Every line from the one with "Where can the khaki" to the end of the data needs to be copied exactly, and no line before it.

[Stored entries]
::::::
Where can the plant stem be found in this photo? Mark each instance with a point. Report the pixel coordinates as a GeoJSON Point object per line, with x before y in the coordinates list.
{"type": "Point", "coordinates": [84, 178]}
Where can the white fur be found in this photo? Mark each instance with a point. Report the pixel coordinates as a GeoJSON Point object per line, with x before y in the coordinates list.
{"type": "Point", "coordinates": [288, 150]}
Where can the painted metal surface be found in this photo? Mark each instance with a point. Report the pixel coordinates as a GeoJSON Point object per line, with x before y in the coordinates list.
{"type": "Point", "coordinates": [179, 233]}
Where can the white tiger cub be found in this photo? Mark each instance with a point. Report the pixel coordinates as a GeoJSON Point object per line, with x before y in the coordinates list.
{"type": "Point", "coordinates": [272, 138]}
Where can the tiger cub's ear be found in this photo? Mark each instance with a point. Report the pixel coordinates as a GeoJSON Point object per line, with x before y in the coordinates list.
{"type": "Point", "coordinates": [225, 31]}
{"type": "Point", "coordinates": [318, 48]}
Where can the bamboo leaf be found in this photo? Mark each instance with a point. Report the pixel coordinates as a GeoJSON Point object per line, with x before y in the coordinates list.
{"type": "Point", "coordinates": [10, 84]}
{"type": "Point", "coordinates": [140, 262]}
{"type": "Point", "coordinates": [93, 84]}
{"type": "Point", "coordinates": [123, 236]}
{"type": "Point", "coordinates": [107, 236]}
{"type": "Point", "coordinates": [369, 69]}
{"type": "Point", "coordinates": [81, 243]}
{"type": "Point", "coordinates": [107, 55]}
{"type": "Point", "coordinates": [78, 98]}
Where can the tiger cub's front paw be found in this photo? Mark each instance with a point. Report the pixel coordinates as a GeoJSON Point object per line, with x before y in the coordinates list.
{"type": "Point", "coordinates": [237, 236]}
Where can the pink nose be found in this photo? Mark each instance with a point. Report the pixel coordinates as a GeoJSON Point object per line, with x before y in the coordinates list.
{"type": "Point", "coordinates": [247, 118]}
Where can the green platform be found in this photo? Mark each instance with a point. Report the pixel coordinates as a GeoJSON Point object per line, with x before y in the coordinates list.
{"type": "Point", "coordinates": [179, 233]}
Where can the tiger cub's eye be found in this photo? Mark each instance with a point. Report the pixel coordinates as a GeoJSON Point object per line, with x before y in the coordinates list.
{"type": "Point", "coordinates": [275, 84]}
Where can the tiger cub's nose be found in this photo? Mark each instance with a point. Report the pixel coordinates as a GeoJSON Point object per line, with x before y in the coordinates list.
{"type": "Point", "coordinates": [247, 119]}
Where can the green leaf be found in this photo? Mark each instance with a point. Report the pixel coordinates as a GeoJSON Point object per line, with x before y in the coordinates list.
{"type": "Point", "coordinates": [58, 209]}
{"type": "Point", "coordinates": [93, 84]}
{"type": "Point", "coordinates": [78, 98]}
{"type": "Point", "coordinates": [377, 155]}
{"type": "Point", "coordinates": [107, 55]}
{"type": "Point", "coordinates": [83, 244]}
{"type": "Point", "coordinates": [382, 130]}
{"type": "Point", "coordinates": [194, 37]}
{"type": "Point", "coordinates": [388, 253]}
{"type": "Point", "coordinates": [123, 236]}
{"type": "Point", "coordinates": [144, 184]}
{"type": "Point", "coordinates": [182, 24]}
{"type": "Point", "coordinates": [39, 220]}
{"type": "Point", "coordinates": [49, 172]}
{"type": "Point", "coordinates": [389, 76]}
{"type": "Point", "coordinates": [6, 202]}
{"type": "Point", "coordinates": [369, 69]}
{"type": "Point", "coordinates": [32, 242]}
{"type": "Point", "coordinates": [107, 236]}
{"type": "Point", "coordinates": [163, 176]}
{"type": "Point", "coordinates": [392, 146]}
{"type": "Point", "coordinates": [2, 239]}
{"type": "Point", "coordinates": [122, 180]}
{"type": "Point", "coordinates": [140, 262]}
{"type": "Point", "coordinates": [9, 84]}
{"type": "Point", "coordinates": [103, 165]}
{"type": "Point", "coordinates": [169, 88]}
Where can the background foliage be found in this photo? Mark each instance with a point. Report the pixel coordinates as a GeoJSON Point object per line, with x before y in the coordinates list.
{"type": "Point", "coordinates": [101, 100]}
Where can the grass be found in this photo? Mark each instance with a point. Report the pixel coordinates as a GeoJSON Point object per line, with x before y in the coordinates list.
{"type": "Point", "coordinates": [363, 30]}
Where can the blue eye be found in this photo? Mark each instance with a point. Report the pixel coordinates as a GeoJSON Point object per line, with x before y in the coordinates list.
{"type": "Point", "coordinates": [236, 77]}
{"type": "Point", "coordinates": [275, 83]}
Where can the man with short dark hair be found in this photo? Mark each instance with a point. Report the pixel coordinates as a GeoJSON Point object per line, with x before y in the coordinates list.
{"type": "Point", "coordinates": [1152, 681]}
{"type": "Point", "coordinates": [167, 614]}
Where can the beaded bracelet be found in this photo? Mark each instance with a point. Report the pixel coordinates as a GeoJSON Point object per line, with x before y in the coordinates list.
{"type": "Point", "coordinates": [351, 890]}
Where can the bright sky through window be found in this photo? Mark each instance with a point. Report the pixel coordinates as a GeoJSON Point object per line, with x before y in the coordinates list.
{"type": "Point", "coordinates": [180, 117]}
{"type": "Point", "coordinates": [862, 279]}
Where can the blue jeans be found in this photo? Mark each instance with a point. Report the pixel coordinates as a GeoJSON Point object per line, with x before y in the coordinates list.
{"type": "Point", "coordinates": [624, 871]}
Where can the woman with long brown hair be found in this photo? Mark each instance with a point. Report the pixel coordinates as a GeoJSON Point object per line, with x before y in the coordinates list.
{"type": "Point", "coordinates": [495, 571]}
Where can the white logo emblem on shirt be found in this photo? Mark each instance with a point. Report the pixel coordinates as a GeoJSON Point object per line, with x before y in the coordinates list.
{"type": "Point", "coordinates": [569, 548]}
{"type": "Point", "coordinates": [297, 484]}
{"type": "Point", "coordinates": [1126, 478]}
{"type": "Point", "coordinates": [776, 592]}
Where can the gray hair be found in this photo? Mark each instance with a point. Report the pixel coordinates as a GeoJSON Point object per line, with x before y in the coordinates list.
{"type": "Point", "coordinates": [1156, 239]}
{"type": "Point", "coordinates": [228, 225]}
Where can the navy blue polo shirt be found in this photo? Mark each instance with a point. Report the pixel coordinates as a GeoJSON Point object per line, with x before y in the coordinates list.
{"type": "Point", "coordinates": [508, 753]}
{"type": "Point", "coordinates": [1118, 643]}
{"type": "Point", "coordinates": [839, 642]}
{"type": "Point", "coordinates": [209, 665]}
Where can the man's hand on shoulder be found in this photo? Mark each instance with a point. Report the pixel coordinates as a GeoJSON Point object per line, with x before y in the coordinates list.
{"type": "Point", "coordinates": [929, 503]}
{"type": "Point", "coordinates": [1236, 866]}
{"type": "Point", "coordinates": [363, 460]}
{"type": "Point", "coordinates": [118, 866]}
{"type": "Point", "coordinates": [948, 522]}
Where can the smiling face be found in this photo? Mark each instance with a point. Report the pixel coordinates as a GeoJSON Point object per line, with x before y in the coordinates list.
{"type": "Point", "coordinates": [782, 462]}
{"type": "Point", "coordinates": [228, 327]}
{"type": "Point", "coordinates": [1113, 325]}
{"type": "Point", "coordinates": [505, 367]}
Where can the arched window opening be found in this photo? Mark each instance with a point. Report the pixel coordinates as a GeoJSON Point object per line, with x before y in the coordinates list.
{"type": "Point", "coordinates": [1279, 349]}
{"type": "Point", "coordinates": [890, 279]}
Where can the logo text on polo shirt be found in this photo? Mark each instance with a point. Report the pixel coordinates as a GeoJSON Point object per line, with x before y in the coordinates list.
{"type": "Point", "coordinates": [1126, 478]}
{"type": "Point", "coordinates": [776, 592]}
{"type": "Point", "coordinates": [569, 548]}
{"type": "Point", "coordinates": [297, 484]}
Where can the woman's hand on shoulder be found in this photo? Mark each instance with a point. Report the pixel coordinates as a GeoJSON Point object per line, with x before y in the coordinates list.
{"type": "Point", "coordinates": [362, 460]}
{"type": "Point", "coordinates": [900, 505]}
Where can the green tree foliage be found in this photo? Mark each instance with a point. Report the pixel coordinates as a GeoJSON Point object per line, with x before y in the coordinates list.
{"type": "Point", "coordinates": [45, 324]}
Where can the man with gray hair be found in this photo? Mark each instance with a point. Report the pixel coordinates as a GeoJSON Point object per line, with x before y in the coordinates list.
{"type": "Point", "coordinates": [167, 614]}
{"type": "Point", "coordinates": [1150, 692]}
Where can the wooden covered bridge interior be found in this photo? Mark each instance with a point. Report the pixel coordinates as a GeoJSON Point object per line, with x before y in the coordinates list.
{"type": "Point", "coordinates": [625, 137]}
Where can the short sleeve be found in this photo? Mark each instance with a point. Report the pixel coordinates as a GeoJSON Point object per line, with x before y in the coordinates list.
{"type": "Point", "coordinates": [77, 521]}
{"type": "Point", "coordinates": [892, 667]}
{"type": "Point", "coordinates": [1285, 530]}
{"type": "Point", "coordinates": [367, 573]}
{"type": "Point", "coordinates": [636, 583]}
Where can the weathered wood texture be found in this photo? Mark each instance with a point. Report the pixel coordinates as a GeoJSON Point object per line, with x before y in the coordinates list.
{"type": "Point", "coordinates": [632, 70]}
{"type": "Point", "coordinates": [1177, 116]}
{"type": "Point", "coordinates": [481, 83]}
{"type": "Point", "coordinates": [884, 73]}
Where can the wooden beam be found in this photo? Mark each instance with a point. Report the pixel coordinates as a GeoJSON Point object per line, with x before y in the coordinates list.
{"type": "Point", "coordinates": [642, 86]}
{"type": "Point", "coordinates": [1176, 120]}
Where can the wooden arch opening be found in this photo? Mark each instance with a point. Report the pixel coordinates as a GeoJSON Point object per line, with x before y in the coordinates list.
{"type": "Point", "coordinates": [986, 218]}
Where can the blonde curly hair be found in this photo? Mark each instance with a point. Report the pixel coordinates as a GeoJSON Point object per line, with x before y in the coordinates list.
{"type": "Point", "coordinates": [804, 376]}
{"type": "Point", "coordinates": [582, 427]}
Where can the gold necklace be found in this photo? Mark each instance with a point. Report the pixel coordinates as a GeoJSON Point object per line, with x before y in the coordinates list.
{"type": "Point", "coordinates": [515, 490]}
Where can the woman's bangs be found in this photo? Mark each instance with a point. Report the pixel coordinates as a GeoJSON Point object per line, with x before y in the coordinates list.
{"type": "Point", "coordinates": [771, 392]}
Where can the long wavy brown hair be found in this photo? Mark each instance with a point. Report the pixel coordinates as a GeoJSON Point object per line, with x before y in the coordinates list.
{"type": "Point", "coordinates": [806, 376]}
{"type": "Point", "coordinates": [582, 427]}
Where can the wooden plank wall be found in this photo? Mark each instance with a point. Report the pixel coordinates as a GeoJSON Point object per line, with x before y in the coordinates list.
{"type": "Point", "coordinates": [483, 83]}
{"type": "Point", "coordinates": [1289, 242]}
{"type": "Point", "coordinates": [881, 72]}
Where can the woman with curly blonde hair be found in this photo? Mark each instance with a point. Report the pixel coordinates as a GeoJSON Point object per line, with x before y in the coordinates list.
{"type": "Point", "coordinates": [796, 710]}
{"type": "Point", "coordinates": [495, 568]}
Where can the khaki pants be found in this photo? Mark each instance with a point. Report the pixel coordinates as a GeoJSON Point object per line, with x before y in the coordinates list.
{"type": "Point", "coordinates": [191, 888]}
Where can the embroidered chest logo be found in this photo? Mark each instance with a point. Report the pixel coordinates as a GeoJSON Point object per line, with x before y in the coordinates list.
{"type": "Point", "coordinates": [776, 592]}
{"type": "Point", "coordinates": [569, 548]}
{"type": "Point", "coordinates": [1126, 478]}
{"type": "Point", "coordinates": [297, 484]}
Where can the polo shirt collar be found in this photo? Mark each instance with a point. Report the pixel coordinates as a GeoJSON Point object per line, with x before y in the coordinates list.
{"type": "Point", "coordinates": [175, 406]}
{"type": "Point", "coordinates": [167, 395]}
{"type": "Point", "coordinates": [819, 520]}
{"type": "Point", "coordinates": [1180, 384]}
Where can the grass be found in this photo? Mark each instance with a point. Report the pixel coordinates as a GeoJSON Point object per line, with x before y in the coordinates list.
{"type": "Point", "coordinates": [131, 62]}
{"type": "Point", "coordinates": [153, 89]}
::::::
Reply —
Where can the khaki pants be found in this photo? Mark each instance with a point. Report the pixel coordinates as a GeoJSON Point object per line, with x before y in the coordinates list.
{"type": "Point", "coordinates": [191, 888]}
Where can the embroidered chest logo be found in this photo? Mark each instance with a point. Report the pixel coordinates as a GeoJSON Point object per line, with x before y in the coordinates list.
{"type": "Point", "coordinates": [776, 592]}
{"type": "Point", "coordinates": [569, 548]}
{"type": "Point", "coordinates": [1126, 478]}
{"type": "Point", "coordinates": [297, 484]}
Where can the polo shirt collar be found in this photo? Mark each instance with a point. Report the pixel coordinates as a GeoJSON Point object per line, with x before y in the coordinates list.
{"type": "Point", "coordinates": [175, 406]}
{"type": "Point", "coordinates": [167, 395]}
{"type": "Point", "coordinates": [819, 520]}
{"type": "Point", "coordinates": [1180, 384]}
Where can the grass be found in this photo? Mark each instance with a point. Report the pixel coordinates as a GeoJSON Point object per line, with x before y in the coordinates list.
{"type": "Point", "coordinates": [131, 62]}
{"type": "Point", "coordinates": [153, 89]}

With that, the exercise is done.